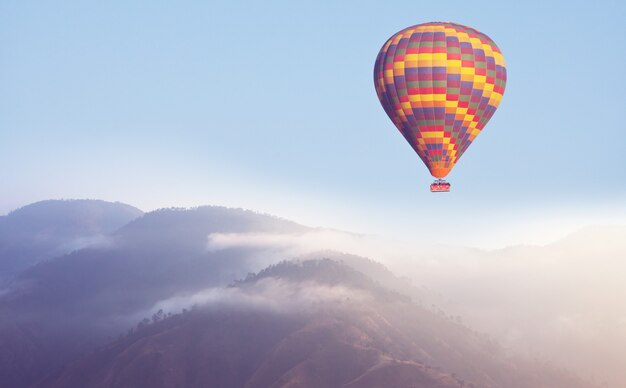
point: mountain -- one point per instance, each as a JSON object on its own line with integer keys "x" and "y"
{"x": 64, "y": 306}
{"x": 563, "y": 300}
{"x": 47, "y": 229}
{"x": 315, "y": 323}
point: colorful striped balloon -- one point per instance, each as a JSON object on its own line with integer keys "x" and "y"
{"x": 440, "y": 83}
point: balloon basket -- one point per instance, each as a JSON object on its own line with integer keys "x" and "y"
{"x": 439, "y": 186}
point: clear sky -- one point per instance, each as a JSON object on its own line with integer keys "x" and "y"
{"x": 271, "y": 106}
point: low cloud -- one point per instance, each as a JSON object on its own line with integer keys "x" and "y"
{"x": 276, "y": 295}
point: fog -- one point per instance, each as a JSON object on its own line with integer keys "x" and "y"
{"x": 562, "y": 302}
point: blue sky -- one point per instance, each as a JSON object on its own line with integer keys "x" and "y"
{"x": 271, "y": 106}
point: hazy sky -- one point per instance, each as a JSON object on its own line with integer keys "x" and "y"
{"x": 271, "y": 106}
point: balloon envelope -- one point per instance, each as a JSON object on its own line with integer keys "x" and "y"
{"x": 440, "y": 83}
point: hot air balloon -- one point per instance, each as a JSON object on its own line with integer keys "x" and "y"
{"x": 440, "y": 83}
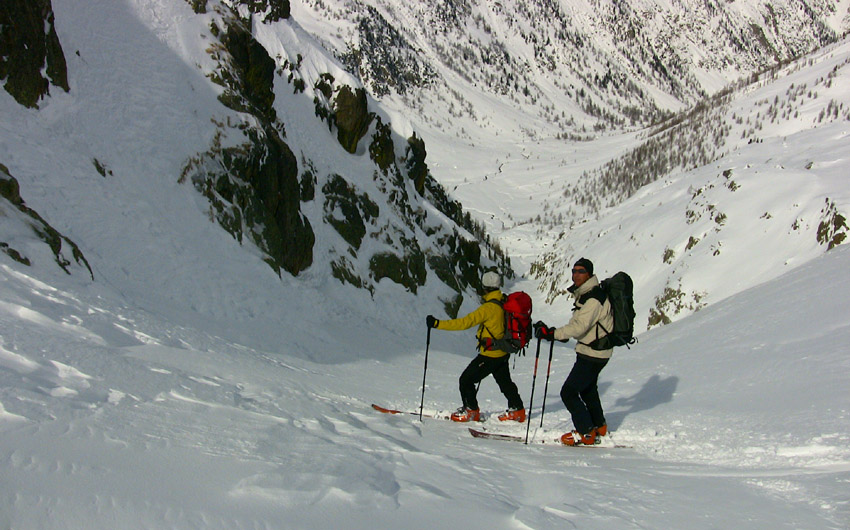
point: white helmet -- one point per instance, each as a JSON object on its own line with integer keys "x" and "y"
{"x": 491, "y": 280}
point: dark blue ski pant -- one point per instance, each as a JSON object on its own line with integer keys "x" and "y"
{"x": 581, "y": 394}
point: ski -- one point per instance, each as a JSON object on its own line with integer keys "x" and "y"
{"x": 521, "y": 439}
{"x": 414, "y": 413}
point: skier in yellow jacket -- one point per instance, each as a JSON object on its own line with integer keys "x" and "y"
{"x": 490, "y": 319}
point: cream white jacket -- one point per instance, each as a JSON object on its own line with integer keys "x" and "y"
{"x": 582, "y": 326}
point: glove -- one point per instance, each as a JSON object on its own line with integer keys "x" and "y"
{"x": 543, "y": 332}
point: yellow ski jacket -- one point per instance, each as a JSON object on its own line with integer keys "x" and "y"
{"x": 490, "y": 319}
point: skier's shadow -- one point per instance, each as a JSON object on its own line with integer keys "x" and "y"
{"x": 655, "y": 391}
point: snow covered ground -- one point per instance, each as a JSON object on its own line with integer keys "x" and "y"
{"x": 113, "y": 416}
{"x": 190, "y": 387}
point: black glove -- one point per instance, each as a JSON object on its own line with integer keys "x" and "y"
{"x": 543, "y": 332}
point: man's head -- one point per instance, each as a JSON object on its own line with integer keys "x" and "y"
{"x": 582, "y": 271}
{"x": 491, "y": 281}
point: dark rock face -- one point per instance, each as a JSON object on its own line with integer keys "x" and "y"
{"x": 30, "y": 48}
{"x": 10, "y": 193}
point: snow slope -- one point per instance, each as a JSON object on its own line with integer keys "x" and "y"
{"x": 114, "y": 416}
{"x": 189, "y": 386}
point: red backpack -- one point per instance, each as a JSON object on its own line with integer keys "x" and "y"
{"x": 517, "y": 308}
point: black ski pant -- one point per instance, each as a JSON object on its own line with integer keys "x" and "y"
{"x": 481, "y": 367}
{"x": 581, "y": 394}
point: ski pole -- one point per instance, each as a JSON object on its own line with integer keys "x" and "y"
{"x": 533, "y": 381}
{"x": 546, "y": 387}
{"x": 427, "y": 347}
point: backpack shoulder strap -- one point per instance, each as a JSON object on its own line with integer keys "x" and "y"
{"x": 597, "y": 292}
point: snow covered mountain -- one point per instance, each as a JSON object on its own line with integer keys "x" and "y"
{"x": 166, "y": 361}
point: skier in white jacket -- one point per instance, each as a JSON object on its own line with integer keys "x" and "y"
{"x": 591, "y": 318}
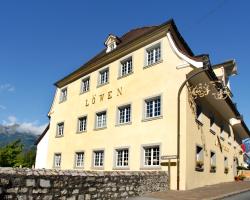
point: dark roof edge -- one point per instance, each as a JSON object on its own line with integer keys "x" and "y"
{"x": 42, "y": 135}
{"x": 212, "y": 75}
{"x": 172, "y": 26}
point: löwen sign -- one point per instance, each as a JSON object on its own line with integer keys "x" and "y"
{"x": 98, "y": 98}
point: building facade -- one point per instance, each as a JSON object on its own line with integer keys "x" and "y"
{"x": 119, "y": 112}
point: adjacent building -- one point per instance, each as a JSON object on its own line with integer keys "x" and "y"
{"x": 119, "y": 112}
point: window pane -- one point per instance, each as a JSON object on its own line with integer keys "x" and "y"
{"x": 124, "y": 114}
{"x": 153, "y": 107}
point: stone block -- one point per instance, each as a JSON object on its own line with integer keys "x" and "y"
{"x": 23, "y": 190}
{"x": 21, "y": 197}
{"x": 12, "y": 190}
{"x": 81, "y": 197}
{"x": 4, "y": 181}
{"x": 44, "y": 183}
{"x": 87, "y": 197}
{"x": 30, "y": 182}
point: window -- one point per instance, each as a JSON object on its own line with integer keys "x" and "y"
{"x": 57, "y": 160}
{"x": 212, "y": 124}
{"x": 124, "y": 114}
{"x": 226, "y": 169}
{"x": 60, "y": 129}
{"x": 85, "y": 85}
{"x": 126, "y": 67}
{"x": 82, "y": 124}
{"x": 63, "y": 95}
{"x": 79, "y": 159}
{"x": 103, "y": 76}
{"x": 222, "y": 132}
{"x": 153, "y": 54}
{"x": 101, "y": 119}
{"x": 198, "y": 113}
{"x": 121, "y": 157}
{"x": 152, "y": 156}
{"x": 199, "y": 159}
{"x": 212, "y": 162}
{"x": 153, "y": 107}
{"x": 112, "y": 46}
{"x": 98, "y": 158}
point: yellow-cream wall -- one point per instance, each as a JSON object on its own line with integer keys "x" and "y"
{"x": 201, "y": 135}
{"x": 160, "y": 79}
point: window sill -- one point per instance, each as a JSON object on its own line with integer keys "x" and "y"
{"x": 153, "y": 167}
{"x": 97, "y": 168}
{"x": 79, "y": 168}
{"x": 152, "y": 118}
{"x": 121, "y": 168}
{"x": 198, "y": 169}
{"x": 62, "y": 101}
{"x": 212, "y": 131}
{"x": 199, "y": 122}
{"x": 148, "y": 66}
{"x": 125, "y": 75}
{"x": 84, "y": 92}
{"x": 222, "y": 138}
{"x": 100, "y": 85}
{"x": 59, "y": 136}
{"x": 123, "y": 124}
{"x": 80, "y": 132}
{"x": 101, "y": 128}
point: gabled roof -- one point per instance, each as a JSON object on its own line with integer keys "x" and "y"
{"x": 42, "y": 135}
{"x": 124, "y": 41}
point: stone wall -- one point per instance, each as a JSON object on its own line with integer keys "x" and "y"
{"x": 78, "y": 185}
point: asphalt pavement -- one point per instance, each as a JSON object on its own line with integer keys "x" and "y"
{"x": 240, "y": 196}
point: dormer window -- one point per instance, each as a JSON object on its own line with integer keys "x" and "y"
{"x": 111, "y": 43}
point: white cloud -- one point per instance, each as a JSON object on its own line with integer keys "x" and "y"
{"x": 2, "y": 107}
{"x": 29, "y": 127}
{"x": 11, "y": 121}
{"x": 25, "y": 127}
{"x": 7, "y": 87}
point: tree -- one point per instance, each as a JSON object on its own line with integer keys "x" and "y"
{"x": 9, "y": 153}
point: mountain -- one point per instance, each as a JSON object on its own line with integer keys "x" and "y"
{"x": 11, "y": 133}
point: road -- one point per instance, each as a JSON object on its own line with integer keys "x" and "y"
{"x": 241, "y": 196}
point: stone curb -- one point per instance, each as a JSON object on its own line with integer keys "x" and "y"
{"x": 228, "y": 194}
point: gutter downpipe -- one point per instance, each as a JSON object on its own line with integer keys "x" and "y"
{"x": 205, "y": 68}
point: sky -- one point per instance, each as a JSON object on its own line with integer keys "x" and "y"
{"x": 42, "y": 41}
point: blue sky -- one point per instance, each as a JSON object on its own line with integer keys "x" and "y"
{"x": 42, "y": 41}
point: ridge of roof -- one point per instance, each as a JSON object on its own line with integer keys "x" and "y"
{"x": 131, "y": 36}
{"x": 42, "y": 135}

* _Exercise instructions_
Beginning with the line that contains "point: road -- one", repeat every line through the end of the records and nothing more.

* _Solved exercise_
point: road -- one point per instance, each as a JSON object on its own line with integer keys "x" and "y"
{"x": 241, "y": 196}
point: stone curb -- one point per instance, each as a JSON object on its own line with integer keys "x" and "y"
{"x": 228, "y": 194}
point: gutter downpipe -- one point per instance, each as a JSON object on its own line with integer keys "x" and "y"
{"x": 205, "y": 68}
point: sky -- one point per instance, each as a JSON object on its own line with integer keys "x" and "y"
{"x": 42, "y": 41}
point: blue sky -- one point per instance, each as a JSON object on its own line with integer keys "x" and "y"
{"x": 42, "y": 41}
point: ridge of roof -- one point per instance, each as a JSON object on its own line with integer keys "x" and "y"
{"x": 131, "y": 36}
{"x": 42, "y": 135}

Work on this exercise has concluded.